The problem
Copy the material below word for word, leaving out the picture.

Records to use
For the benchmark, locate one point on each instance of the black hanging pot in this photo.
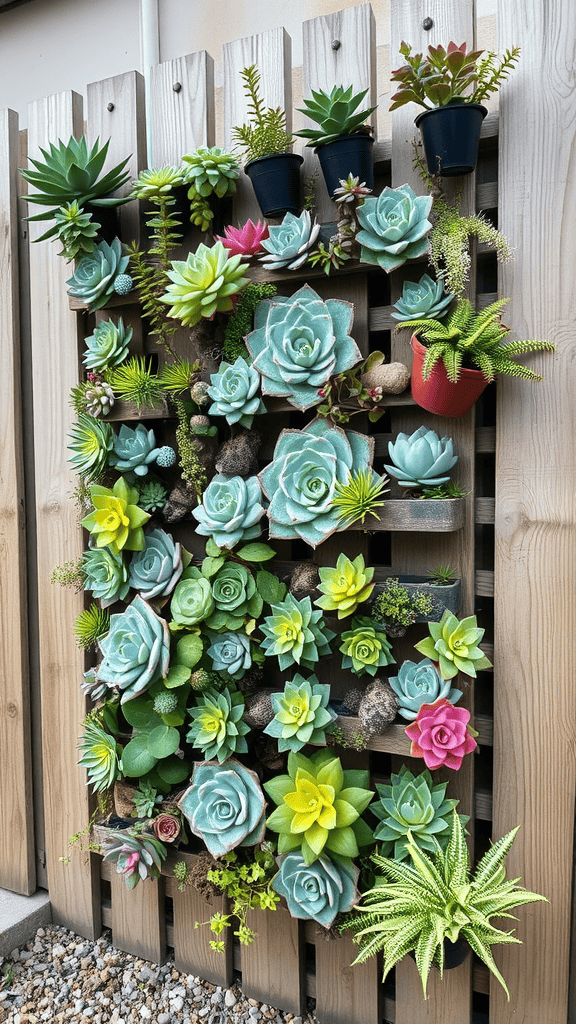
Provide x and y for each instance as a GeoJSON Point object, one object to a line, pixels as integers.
{"type": "Point", "coordinates": [348, 155]}
{"type": "Point", "coordinates": [451, 134]}
{"type": "Point", "coordinates": [277, 183]}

Exercise solution
For the benchmark, locate one point on each instance of the black hanging pot in this photo.
Provide x and y for each instance as a GeoJSON Point object, one object to a line, pixels as integers.
{"type": "Point", "coordinates": [348, 155]}
{"type": "Point", "coordinates": [451, 134]}
{"type": "Point", "coordinates": [277, 183]}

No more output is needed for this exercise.